> Just because one can use a regular expression to grep out a certain
meaning doesn't mean it's a good thing to do and will always work
We easily revert these edits in Russia. Quite often user who want to show
their regex fu will fail so hard to guess actual properly of the real
world.

We care about data we map.
We document it instead of guessing by taginfo.
We use real tags instead of regexes for users.

We like our newbies. We don't want to insist to use f$#$g perl regexes
simply to map things around them.

I cannot stop you from using regex. But if I find your
changsets erroneous I will revert them.

> In fact, nobody forces us to only use yes and no as a value.
Wrong. It not forces you anything. You can still tag currency:X=fixme.

> The Healthcare 2.0 proposal uses partial, main, yes and no. This can
easily applied to a lot of values where it makes sense and it gives the
flexibility to distinguish between equal and distinguished importance .
There way more tagging schemes than single Healthcare 2.0. Yes there
differences, so what?

> Using semicolon-lists for values was always considered a crutch until a better
tagging-scheme comes along.
You forgot to say "among English speaking users who fail to use JOSM search
funtion or overpass or taginfo or wiki documentation". I don't care about
them.

> We all know that the only real solution would be a native data type for arrays
in the database but as long as this isn't happening, we have to work around.

### GIVEN ENTRIES
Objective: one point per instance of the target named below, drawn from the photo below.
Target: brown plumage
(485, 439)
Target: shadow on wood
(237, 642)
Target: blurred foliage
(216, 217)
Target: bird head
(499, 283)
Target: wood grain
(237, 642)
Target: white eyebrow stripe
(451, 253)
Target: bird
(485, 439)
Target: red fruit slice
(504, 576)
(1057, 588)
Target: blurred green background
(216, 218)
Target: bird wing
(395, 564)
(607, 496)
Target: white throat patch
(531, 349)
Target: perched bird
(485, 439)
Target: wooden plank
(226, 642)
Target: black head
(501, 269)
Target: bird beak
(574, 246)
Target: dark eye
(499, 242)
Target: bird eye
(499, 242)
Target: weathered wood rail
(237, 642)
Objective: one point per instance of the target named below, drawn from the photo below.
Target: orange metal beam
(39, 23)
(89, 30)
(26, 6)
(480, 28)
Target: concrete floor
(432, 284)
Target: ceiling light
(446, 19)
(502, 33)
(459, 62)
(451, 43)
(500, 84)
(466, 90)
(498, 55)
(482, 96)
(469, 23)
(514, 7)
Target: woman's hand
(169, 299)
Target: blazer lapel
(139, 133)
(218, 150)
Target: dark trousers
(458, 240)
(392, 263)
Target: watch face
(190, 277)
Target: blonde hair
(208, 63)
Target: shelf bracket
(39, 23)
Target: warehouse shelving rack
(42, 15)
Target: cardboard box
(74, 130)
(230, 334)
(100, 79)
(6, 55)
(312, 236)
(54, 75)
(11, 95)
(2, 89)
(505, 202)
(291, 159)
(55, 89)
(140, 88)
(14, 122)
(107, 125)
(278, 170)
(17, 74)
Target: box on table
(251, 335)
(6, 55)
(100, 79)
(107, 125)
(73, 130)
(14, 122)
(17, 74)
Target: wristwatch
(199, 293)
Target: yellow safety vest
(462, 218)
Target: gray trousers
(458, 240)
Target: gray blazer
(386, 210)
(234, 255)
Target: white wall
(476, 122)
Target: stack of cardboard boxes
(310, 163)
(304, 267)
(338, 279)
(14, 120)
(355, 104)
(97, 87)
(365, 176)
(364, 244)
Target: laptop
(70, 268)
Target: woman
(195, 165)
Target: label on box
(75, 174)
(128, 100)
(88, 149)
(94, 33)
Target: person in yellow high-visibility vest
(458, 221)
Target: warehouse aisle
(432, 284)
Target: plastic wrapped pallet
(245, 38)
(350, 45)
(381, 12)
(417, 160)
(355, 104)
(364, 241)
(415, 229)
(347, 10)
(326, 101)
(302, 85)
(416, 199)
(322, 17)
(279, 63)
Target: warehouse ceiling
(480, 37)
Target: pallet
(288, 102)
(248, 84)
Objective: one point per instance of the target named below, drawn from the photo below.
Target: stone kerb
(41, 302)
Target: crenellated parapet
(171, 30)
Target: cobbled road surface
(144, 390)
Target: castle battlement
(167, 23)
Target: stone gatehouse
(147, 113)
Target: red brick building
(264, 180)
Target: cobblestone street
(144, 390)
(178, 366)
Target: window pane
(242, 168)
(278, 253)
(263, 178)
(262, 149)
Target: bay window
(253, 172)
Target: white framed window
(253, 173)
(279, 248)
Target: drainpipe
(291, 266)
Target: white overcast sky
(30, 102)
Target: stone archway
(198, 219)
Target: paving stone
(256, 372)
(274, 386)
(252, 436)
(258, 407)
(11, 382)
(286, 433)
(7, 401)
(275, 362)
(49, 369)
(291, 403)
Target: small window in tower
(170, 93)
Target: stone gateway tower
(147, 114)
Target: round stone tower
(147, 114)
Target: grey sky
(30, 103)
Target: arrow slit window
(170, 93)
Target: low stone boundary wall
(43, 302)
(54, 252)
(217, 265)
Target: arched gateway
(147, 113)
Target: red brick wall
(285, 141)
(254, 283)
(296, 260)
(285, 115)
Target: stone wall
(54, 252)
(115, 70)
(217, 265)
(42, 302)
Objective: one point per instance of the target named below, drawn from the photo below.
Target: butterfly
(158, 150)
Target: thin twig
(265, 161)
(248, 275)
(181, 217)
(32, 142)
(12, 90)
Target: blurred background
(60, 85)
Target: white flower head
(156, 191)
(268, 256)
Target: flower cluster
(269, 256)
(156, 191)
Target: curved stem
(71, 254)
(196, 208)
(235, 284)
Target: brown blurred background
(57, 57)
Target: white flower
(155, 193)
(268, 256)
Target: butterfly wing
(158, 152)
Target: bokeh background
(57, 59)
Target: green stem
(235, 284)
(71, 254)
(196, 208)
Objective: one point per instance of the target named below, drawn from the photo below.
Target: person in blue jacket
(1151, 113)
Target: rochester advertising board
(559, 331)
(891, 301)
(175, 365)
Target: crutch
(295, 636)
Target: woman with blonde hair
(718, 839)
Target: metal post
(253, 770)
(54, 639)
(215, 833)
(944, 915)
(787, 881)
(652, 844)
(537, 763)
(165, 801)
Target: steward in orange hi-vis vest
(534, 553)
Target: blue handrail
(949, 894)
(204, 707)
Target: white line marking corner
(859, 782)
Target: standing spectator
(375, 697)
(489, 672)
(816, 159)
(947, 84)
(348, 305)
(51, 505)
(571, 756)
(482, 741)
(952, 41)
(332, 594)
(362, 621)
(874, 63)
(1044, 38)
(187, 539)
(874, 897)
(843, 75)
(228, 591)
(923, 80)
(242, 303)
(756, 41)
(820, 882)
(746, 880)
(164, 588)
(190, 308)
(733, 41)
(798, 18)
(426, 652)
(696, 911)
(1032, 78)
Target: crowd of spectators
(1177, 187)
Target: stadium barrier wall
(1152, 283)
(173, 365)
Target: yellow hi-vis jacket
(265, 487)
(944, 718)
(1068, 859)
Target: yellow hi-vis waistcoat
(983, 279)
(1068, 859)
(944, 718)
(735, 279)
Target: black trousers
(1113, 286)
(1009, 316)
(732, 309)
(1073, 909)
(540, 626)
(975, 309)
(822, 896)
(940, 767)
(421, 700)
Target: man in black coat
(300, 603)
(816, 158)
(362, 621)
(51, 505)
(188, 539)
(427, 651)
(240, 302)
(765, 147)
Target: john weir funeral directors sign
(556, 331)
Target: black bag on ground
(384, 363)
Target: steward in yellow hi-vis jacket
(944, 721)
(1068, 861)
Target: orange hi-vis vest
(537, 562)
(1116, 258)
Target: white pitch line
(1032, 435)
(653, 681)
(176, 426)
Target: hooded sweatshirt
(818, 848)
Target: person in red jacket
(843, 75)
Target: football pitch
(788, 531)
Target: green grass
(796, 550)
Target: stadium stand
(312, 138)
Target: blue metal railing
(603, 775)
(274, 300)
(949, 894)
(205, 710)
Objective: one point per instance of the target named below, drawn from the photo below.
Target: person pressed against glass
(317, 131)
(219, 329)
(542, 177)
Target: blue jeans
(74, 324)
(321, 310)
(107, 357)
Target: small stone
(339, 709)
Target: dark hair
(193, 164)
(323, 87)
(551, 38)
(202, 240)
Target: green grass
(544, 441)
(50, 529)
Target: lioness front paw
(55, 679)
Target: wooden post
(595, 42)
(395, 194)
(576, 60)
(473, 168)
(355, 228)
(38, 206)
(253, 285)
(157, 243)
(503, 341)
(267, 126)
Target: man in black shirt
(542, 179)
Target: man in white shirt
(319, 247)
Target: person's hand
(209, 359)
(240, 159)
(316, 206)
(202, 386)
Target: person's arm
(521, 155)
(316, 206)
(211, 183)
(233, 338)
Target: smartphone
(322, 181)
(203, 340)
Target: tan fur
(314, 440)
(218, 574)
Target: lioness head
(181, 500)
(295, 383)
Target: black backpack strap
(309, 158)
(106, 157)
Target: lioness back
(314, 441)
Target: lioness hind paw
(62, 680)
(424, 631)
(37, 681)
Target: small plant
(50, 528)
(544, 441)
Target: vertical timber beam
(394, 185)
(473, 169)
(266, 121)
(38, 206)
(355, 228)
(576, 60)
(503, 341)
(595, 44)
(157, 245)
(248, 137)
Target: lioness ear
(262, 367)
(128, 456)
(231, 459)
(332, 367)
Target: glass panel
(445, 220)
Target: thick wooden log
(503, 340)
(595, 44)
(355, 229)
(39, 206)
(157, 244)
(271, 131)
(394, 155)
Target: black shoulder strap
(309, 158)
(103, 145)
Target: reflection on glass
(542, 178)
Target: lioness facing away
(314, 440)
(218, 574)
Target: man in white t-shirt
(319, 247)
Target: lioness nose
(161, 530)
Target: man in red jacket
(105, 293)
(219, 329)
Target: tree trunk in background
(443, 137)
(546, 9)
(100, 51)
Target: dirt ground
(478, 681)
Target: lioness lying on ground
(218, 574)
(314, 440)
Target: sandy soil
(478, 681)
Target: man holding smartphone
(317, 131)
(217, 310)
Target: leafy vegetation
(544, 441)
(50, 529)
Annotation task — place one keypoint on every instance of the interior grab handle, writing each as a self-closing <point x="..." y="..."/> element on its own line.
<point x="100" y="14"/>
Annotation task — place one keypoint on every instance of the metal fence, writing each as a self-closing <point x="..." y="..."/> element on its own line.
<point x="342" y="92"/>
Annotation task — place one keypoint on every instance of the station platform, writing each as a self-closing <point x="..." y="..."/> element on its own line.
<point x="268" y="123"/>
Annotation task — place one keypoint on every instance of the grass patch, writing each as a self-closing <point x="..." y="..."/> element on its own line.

### REQUIRED TASK 1
In the mailing list post, which values does the Healthcare 2.0 proposal use?
### REQUIRED TASK 2
Reproduce the mailing list post word for word from "I cannot stop" to "distinguished importance .".

### EXERCISE RESULT 1
Partial, main, yes and no.

### EXERCISE RESULT 2
I cannot stop you from using regex. But if I find your
changsets erroneous I will revert them.

> In fact, nobody forces us to only use yes and no as a value.
Wrong. It not forces you anything. You can still tag currency:X=fixme.

> The Healthcare 2.0 proposal uses partial, main, yes and no. This can
easily applied to a lot of values where it makes sense and it gives the
flexibility to distinguish between equal and distinguished importance .